--- Passage shown ---
So let’s move to our example, that doesn't involve getting a VC directly but will explain how it does indirectly.

When you fly fish you use flies (you didn't expect that surprise). You throw the line over and over to the river (casting). The idea is that the fish will see the fly and eat it. Because they will realize it is not bait (food) they will spit it out or avoid it. If you cast fast enough times you will “catch” a fish. But often you will lose the flies while casting fast. You create so much friction at casting (acquiring users) that you lose flies on the movement. Is it worth to catch the fish?

In our example the flies are our users. To be able to obtain your users you buy them cheap (same as flies that you know you will lose). You maybe remember how PayPal grew their user base by paying $10 for a sign up + $10 for referring a friend. This made them grew exponentially. The difference it’s that their strategy was to keep that users and transformed them into paying customers. Well, here it is the same with flies, you can buy as many as you want while you still pay for them.

The problem is that your strategy is not to get users but get the fish. In the startup strategy the fish are big companies that have in common the users we are buying (but they already have them as paying customers).

So as an example; I pay to obtain users in an specific city that I know they will probably be also paying customers of the retail stores (restaurants and supermarkets). My interest are not the paying customers (short term) but being able to leverage them with the retail stores. This could be for better engagement, selling more to them or build loyalty. I’m interested in the retail stores because they are the one with big bucks (specially for marketing, aka ads).

So the strategy goes like this:

I want to get the big companies as customers but they won't talk to me because I'm a little (no traction) startup. So I buy users with a filter that makes them the specific target customers of a big company. I get their data and then go to the big company and I try to leverage them and get them to pay me to keep them engaged and loyal.

On the fishing side you cast and bring back and as you do you lose flies. The same with customers because they feel manipulated (specially when you are asking for all their data even if you are paying them).

If you get enough users (or enough casts) you maybe can get the big company (fish).
--- Listed entries ---
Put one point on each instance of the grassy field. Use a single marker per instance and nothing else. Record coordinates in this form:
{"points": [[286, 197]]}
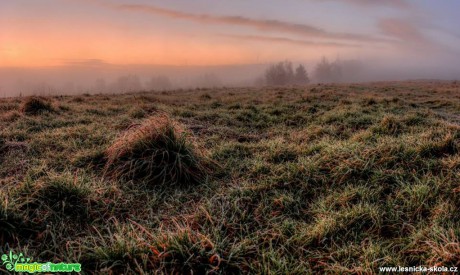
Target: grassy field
{"points": [[325, 178]]}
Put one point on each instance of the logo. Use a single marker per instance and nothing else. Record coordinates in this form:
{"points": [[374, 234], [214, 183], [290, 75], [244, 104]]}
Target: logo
{"points": [[19, 263]]}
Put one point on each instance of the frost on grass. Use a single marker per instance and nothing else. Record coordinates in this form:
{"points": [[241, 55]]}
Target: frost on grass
{"points": [[158, 151]]}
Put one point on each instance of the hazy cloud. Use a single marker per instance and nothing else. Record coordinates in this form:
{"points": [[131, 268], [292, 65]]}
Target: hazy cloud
{"points": [[400, 4], [403, 30], [259, 24], [84, 62], [288, 41]]}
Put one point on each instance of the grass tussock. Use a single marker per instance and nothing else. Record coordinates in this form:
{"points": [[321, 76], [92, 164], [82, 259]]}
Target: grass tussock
{"points": [[158, 151], [36, 106]]}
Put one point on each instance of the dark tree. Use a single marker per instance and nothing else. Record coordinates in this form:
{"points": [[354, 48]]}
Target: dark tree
{"points": [[301, 75], [326, 71]]}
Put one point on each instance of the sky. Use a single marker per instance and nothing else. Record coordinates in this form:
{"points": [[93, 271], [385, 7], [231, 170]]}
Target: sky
{"points": [[409, 34]]}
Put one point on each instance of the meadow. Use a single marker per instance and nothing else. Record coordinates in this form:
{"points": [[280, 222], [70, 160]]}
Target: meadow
{"points": [[339, 178]]}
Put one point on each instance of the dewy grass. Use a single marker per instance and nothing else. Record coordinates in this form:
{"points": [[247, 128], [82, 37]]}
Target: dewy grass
{"points": [[315, 180], [36, 105], [156, 152]]}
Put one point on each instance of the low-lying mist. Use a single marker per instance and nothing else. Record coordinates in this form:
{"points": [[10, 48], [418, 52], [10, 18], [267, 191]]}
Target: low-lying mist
{"points": [[95, 77]]}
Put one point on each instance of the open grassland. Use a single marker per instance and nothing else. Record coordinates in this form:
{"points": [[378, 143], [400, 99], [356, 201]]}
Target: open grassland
{"points": [[325, 178]]}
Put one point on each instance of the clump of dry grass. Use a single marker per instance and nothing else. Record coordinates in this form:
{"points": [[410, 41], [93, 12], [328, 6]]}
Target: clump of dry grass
{"points": [[156, 152], [36, 105]]}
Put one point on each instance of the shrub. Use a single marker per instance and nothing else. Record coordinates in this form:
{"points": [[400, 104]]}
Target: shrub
{"points": [[36, 105], [156, 152], [65, 196], [10, 222]]}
---
• Tasks
[a] According to the fly-fishing passage, what amounts did PayPal pay to grow its user base?
[b] Continue the fly-fishing passage from its final sentence.

• Expected outputs
[a] PayPal paid $10 for a sign-up and another $10 for referring a friend.

[b]
This strategy can work but it’s very very risky. Mainly because if the company knows that you are using their brand or name to target the users, you can get a letter of “Cease and Desist” which is the fish just knowing you are trying to fish her and just leaving that part of the river and swimming away.

When the strategy works you get one big company to pay and their LTV (life time value of customer) is bigger than the CAC (customer acquisition cost) of the users so you are locked down and good to go. That’s what startups think. “I got the big company as a customer! Recurring revenue!”

What they don't understand is what made the company start paying you (users) will fade away if you don't provide real value to them.

Money (in small quantities) is a limited motivation and

won’t stand the course of time.

Maybe it will get you enough time to try to get funded. Here is where the strategy indirectly tries to get you a VC meeting. I will say that startups that use this strategy are always thinking about raising funding. If they are using it as a long-term user or partnership acquisition it won’t have a happy ending. It’s unsustainable.

Remember that in fly fishing, even if you catch the fish, you need to put it back in the water and try to catch it again. You need more flies to keep the fish coming. You need more users to keep the company paying. But without real value, you run out of money, and then out of flies & users.

Think twice about going this path. It’s not only a risky (legally speaking)

but also an unsustainable one.

The only real sustainable thing about this strategy is the natural ecosystem of the river. In other words, you need to first give value to your users to later be able to get it for your startup.